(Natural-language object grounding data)
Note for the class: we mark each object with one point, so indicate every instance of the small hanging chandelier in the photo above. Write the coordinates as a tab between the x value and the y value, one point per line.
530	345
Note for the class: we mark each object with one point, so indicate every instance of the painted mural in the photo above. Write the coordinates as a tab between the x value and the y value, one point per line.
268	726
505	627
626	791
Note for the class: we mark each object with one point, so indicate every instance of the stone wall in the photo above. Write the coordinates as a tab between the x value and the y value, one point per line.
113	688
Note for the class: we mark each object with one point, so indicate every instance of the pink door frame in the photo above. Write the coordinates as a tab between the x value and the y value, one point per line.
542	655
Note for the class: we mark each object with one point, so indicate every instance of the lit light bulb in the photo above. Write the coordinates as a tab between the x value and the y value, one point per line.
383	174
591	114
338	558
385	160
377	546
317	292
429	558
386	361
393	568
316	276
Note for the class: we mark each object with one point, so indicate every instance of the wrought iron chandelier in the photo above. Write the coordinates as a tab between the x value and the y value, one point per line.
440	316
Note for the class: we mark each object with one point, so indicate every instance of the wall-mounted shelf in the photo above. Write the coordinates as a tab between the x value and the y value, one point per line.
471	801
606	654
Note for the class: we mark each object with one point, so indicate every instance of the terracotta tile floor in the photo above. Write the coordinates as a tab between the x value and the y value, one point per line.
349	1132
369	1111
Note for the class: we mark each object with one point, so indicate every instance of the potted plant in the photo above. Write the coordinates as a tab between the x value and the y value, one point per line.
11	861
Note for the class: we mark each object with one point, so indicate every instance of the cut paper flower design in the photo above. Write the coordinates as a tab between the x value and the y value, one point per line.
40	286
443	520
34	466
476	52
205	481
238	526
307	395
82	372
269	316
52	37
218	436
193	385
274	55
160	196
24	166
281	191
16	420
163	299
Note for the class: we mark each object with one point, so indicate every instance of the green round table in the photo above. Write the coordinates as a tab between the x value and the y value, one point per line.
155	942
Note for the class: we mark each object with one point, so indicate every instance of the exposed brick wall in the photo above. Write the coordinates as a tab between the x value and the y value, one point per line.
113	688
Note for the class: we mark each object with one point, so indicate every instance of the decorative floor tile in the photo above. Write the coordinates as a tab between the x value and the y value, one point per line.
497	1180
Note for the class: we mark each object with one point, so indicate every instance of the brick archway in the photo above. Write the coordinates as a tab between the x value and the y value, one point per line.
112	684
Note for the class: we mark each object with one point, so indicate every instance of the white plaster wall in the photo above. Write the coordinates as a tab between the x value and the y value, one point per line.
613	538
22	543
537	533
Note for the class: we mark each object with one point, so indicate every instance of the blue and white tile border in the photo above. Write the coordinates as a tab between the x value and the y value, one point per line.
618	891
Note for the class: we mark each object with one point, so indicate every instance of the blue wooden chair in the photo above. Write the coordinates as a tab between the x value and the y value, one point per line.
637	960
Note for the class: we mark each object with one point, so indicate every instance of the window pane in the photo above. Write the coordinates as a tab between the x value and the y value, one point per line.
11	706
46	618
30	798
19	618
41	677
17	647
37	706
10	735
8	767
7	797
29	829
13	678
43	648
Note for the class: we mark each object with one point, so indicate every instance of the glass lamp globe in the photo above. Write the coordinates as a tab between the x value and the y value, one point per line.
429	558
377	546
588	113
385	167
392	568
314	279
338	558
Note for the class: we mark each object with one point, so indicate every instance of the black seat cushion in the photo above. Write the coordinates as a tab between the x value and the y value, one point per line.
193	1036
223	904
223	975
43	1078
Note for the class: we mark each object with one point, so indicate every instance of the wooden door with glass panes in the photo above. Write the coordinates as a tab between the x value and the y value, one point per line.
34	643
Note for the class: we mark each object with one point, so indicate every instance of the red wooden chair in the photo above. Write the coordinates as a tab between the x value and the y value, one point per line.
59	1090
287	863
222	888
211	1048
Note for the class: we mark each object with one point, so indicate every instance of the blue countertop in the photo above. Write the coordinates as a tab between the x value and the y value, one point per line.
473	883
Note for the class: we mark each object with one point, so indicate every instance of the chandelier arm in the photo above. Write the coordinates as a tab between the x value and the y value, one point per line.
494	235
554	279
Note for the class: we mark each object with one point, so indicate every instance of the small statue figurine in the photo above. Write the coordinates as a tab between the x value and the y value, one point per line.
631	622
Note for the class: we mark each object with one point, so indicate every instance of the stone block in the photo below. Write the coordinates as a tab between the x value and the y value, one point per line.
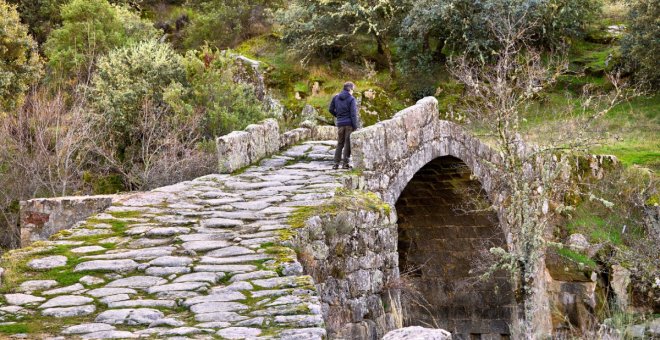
42	217
368	148
233	151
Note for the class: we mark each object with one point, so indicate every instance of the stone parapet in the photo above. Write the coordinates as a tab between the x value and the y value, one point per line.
42	217
239	149
353	259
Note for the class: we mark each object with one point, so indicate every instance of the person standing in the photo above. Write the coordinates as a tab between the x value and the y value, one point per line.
344	107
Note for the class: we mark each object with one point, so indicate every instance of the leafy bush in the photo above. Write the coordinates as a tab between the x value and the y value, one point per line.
641	46
129	76
20	64
213	91
90	29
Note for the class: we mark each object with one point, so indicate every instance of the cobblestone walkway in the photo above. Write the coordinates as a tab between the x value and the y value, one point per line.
199	259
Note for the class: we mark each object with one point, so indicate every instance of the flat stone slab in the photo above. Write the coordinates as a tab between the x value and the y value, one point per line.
177	286
171	261
107	265
67	301
167	271
234	259
22	299
209	277
137	282
226	296
142	303
220	317
230	252
217	306
87	249
36	285
204	245
221	223
167	231
69	312
130	316
239	332
49	262
77	287
253	275
88	328
111	335
102	292
229	268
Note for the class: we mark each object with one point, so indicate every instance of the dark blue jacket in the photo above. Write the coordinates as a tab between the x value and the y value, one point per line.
344	107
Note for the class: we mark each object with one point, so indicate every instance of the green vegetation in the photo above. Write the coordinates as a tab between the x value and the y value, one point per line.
578	258
20	64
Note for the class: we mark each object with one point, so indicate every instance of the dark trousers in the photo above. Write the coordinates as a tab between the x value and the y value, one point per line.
343	142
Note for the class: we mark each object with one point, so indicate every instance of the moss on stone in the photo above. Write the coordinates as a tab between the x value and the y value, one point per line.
344	200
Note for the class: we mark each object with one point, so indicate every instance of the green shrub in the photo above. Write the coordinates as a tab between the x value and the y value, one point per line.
90	29
225	104
130	76
20	64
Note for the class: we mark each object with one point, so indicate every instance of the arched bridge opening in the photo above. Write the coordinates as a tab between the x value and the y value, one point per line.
444	233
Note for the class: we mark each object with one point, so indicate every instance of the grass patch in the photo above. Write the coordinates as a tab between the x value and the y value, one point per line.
577	257
344	200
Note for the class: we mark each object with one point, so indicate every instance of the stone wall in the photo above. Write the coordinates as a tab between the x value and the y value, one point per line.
441	241
391	152
42	217
352	257
239	149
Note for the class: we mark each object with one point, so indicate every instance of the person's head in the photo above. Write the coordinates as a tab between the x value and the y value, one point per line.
349	86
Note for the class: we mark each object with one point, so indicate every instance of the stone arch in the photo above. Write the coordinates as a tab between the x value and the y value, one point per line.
390	155
437	248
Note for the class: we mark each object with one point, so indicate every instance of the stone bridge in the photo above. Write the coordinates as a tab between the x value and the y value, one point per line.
279	245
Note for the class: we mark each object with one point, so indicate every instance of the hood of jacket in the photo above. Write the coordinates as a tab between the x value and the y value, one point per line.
344	95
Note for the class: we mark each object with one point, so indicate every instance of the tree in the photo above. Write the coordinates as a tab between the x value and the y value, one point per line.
225	104
225	23
313	26
41	16
20	64
529	180
641	44
461	26
141	136
90	29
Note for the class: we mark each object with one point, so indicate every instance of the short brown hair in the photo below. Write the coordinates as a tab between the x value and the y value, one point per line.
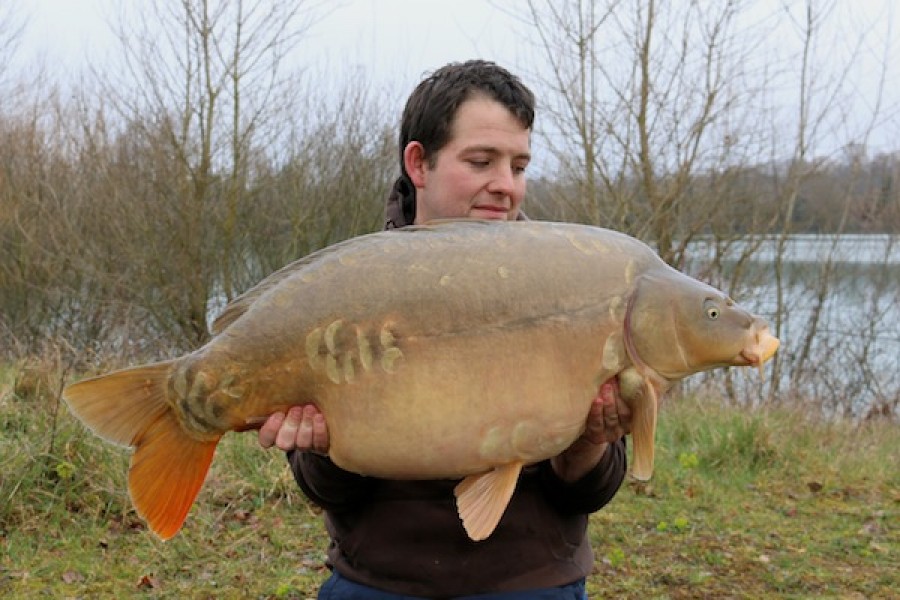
432	106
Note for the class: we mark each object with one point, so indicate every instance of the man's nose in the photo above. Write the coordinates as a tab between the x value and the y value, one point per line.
503	181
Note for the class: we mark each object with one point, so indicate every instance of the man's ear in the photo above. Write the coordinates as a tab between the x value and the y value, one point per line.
415	162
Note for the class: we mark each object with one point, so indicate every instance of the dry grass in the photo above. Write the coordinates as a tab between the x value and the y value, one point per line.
742	505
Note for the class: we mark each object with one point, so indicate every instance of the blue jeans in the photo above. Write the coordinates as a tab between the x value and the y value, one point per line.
341	588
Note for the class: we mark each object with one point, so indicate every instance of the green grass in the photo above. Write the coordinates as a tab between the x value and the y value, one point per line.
743	504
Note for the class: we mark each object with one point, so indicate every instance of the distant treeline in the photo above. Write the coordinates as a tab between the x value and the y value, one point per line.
137	202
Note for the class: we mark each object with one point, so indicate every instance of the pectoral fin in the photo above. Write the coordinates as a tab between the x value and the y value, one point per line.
482	499
642	397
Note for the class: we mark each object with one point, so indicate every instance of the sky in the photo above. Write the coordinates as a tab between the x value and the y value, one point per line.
394	42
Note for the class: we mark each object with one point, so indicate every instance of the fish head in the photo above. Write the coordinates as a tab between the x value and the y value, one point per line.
677	326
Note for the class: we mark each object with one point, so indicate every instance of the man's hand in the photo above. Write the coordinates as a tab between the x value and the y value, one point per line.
302	428
608	420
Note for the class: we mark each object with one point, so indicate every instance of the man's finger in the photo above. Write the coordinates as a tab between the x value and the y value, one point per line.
287	434
269	429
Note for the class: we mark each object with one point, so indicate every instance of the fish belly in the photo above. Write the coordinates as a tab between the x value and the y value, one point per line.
462	405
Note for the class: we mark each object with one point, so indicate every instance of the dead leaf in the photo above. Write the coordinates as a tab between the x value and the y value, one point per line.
72	577
148	582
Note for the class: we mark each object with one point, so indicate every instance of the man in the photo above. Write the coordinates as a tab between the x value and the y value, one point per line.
464	148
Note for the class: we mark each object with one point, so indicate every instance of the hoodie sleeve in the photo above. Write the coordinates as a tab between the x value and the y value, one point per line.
326	484
593	491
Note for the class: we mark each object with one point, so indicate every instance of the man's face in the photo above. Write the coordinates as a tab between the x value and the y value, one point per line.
480	173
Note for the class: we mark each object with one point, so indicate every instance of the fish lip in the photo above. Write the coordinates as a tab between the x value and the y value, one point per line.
765	347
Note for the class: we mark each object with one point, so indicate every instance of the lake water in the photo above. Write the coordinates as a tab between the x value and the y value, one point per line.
834	302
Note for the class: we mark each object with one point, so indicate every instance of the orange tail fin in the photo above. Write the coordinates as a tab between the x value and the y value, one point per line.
168	465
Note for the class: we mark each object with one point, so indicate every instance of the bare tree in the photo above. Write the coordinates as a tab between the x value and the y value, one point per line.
200	81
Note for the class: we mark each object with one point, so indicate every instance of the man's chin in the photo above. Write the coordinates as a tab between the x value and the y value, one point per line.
491	215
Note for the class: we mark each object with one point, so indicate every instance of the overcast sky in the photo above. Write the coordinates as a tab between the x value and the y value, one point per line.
395	42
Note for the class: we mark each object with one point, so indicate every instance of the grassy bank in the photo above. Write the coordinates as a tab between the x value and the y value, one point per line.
742	505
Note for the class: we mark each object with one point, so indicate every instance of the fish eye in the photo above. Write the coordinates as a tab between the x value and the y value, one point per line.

WORK TASK: Exactly the lines from the one containing "of the bare" through the end of the records above should be returned, with both ends kept.

TASK SOLUTION:
Note for the class: we mark each object with one point, so indicate every instance of the bare tree in the photo above. Write the coordinates as a tab between the x value and the y value, one point per line.
200	81
Note for the class: we mark each object with one point, so indicate every instance of the man's chin in the photo above. Write the coordinates as a tab between the x value and the y value, one point per line.
491	215
Note for the class: we mark each object with one point, so indicate every instance of the overcast sky in the photo above. Write the coordinates as a tab between the x value and the y value, one point per line.
395	42
Note for the class: we mark each object with one point, so indicate every instance of the grassy bank in the photo above. Write the coordinates as a tab between the x value and the y value, one point per line.
742	505
Note for the class: we mark each object with one point, so indicate every instance of the fish eye in the photo above. Write the coordinates as a tab between the x value and the y value, one point per line.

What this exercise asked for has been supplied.